**Provided text**
20 N.C. 500 | N.C. | 1838
His Honor charged the jury "that they must be satisfied, beyond a reasonable doubt, that the prisoner killed the deceased; that he intended to kill her, and that he had no legal provocation at the time (502) of killing her, before they would be justified in finding him guilty of murder; that if they doubted on any of those points they ought not to find him guilty of murder." He charged the jury further, "that if the deceased attempted to burn the barn, still house, or kitchen of the defendant, or if she put poison in a pot to poison the family, or stole turnips, or disobeyed the orders of her master, these were all acts of legal provocation; and if the defendant killed the deceased, upon the discovery of any of the aforesaid offenses, or in so short a time thereafter that the passion of the defendant had not a reasonable time to subside, the slaying would be manslaughter, and not murder."
His Honor further charged the jury that "if they were satisfied beyond a rational doubt that the defendant was the slayer, and they were further satisfied that he had no legal provocation at the time of slaying, or so short a time before that his passion had not a reasonable time to cool and subside, they were at liberty to presume a deliberate intent to kill, and it would be murder.

**Collected data**
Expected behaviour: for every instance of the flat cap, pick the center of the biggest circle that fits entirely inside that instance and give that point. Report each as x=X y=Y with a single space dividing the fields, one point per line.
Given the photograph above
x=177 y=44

**Job**
Answer these from the 1838 court record:
(a) Of what three points must the jury be satisfied beyond a reasonable doubt before finding the prisoner guilty of murder?
(b) What acts by the deceased does the judge call legal provocation?
(c) In the last charge, what could the jury presume if satisfied that the defendant was the slayer and had no legal provocation?

**Task output**
(a) That the prisoner killed the deceased, that he intended to kill her, and that he had no legal provocation at the time of killing her.
(b) Attempting to burn the defendant's barn, still house, or kitchen; putting poison in a pot to poison the family; stealing turnips; and disobeying her master's orders.
(c) A deliberate intent to kill, making it murder.